■ **Labeled-object pointing entries**:
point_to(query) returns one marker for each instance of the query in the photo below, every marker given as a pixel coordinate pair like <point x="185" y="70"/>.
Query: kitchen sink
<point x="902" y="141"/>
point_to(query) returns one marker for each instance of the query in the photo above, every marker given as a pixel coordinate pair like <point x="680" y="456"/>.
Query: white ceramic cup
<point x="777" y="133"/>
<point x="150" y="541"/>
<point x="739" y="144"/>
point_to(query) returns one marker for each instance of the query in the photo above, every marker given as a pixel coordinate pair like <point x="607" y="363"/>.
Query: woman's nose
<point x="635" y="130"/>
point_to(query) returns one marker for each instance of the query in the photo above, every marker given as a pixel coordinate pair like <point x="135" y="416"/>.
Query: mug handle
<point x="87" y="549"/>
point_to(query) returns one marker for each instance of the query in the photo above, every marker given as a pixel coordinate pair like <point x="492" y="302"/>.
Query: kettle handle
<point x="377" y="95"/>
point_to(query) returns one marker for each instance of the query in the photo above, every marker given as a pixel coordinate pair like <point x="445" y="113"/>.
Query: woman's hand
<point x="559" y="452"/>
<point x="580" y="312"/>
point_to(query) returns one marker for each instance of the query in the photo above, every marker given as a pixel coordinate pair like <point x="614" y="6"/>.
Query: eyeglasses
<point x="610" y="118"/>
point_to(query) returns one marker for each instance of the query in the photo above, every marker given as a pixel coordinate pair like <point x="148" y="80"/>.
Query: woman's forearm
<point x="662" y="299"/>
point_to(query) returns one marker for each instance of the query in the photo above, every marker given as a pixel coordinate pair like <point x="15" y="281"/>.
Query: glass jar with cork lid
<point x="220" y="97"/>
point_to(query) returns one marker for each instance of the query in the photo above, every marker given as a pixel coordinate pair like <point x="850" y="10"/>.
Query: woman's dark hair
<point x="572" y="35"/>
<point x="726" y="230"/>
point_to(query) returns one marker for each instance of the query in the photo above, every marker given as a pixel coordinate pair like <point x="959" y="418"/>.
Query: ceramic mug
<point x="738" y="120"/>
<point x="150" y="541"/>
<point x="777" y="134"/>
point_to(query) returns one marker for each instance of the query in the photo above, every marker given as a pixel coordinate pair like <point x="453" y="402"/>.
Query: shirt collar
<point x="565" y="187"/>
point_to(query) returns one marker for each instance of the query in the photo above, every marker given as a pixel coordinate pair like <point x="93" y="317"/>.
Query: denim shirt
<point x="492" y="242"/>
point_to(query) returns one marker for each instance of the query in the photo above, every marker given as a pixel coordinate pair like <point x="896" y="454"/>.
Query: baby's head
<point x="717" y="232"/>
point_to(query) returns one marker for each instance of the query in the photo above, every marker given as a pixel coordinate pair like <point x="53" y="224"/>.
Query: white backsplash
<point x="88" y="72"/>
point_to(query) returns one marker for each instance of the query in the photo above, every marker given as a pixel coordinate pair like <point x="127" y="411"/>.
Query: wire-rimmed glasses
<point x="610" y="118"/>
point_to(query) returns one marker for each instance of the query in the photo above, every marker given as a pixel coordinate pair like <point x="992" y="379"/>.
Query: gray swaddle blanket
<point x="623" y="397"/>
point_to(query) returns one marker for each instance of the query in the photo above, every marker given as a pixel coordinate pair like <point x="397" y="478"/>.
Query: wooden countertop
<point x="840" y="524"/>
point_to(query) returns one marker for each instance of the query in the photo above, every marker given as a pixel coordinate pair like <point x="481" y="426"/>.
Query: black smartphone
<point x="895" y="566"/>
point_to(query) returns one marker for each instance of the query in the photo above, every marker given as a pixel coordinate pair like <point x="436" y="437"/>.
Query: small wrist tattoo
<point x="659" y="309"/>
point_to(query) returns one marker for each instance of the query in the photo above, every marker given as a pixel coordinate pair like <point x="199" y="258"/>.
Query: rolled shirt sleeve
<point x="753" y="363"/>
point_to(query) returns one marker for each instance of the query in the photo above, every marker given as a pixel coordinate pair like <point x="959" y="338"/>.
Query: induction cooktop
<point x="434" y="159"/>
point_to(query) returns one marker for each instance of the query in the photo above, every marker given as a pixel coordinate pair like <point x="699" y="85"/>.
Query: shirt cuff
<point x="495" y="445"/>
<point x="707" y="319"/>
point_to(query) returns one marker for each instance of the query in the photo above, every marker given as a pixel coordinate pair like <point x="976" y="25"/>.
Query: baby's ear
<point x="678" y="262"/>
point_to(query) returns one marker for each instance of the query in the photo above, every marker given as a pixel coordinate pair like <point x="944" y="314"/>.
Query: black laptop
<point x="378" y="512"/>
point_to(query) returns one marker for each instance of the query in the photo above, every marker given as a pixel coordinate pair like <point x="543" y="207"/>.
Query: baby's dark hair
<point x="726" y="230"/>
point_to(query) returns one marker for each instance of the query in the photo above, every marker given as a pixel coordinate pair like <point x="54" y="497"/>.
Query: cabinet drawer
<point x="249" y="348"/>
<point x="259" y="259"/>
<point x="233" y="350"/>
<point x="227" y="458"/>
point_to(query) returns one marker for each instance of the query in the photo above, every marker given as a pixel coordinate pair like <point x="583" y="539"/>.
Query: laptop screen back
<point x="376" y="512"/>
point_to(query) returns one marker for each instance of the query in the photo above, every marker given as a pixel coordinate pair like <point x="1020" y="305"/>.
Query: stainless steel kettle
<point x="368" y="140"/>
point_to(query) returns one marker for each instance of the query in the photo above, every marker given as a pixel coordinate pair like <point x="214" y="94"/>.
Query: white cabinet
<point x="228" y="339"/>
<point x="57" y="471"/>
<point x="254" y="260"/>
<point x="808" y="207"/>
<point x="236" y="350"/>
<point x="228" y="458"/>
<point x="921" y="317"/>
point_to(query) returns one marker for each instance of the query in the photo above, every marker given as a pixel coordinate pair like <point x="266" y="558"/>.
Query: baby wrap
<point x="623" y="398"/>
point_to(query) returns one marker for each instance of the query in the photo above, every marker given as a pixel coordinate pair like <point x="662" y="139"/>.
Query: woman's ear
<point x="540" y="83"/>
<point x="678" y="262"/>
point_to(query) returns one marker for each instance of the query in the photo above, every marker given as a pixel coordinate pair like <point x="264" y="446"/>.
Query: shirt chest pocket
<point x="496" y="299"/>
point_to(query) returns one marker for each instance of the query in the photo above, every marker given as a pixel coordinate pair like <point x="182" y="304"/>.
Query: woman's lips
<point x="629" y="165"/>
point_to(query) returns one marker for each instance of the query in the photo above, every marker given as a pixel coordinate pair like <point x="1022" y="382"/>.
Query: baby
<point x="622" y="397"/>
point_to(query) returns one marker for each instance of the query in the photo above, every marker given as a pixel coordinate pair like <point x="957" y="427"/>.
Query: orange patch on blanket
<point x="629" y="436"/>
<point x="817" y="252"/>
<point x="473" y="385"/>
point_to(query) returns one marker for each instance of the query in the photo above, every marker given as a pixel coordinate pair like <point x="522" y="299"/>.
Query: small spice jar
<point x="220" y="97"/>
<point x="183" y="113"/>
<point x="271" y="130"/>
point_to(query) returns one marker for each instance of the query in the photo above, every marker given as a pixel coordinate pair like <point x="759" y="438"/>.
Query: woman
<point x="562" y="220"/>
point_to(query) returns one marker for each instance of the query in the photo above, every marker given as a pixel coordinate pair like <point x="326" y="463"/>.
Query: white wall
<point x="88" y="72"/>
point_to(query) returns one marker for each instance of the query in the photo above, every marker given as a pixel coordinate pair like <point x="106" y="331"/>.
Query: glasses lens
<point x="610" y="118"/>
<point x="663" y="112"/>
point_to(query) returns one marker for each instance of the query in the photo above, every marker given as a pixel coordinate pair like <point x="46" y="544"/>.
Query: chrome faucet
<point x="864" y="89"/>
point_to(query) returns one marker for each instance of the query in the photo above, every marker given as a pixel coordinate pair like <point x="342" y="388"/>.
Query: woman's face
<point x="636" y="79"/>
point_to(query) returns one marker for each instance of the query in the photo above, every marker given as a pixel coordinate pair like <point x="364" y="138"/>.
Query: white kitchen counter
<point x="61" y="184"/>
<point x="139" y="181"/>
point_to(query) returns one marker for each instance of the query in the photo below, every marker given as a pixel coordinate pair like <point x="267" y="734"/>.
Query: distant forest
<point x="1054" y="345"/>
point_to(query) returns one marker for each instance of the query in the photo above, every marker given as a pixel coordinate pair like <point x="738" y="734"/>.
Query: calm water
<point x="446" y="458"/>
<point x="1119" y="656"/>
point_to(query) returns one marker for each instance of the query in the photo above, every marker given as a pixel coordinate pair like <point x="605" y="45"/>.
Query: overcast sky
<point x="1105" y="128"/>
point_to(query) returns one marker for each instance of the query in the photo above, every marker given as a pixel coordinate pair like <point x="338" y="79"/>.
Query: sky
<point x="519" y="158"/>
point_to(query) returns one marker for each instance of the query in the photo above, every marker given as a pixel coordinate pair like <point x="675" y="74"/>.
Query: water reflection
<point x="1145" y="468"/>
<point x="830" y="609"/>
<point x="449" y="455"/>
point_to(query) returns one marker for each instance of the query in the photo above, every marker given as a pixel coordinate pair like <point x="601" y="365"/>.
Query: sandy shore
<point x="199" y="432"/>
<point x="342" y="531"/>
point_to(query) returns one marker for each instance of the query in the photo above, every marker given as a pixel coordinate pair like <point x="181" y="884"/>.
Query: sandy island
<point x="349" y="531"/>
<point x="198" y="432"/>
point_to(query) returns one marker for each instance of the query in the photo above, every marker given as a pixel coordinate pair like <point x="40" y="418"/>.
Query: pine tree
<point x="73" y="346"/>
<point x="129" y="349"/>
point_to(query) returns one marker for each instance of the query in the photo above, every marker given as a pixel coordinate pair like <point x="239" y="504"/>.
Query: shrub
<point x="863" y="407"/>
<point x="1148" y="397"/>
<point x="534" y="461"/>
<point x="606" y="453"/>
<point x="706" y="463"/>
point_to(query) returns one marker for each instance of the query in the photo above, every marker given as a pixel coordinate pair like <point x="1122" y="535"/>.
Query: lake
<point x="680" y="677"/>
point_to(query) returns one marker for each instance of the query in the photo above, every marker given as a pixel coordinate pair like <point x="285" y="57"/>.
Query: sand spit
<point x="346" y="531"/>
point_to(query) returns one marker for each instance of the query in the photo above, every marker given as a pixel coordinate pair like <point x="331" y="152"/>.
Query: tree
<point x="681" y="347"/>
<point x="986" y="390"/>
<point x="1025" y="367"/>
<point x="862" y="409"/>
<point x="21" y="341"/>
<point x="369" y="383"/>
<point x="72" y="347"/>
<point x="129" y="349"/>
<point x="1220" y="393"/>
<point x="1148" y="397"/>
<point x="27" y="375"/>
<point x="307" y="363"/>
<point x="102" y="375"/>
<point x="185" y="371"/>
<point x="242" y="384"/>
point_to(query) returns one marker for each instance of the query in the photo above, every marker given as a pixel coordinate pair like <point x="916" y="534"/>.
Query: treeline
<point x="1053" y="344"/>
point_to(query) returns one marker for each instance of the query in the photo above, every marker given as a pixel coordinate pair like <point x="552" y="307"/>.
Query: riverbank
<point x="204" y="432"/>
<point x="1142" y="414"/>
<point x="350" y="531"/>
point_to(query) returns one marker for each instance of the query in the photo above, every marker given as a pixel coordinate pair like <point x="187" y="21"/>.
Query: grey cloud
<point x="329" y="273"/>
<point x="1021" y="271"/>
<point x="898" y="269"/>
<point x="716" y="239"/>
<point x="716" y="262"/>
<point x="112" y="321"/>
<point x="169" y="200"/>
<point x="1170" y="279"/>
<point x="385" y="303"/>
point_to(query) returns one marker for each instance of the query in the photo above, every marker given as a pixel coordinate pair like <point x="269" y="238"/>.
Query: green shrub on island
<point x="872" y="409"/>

■ **REQUEST**:
List each line of the entries above that contains the string "below", copying the lines in full. The match is case-sensitive.

■ **SOLUTION FOR THIS EXERCISE**:
point_to(query) returns one marker for each instance of the query in the photo below, every marker given as a pixel coordinate pair like <point x="185" y="70"/>.
point_to(query) returns one marker for each instance of the query in the photo below, every marker given as a pixel coordinate pair like <point x="267" y="734"/>.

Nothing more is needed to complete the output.